Recorded data
====
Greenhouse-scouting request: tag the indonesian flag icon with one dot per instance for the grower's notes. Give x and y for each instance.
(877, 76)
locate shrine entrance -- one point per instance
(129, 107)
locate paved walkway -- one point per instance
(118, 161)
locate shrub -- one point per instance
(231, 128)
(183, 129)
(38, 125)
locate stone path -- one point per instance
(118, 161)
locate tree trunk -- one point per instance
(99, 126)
====
• TASK GOAL
Every record above must be repeated word for word.

• YOUR RESPONSE
Greenhouse-scouting request: tag the indonesian flag icon with one dot per instance for the grower's notes. Give x and y for each instance.
(877, 76)
locate shrine entrance -- one point per instance
(129, 107)
locate paved walkway -- one point per instance
(118, 161)
locate shrub -- one point per instance
(231, 128)
(183, 129)
(38, 125)
locate stone path -- one point per instance
(118, 161)
locate tree trunk -- one point per instance
(99, 126)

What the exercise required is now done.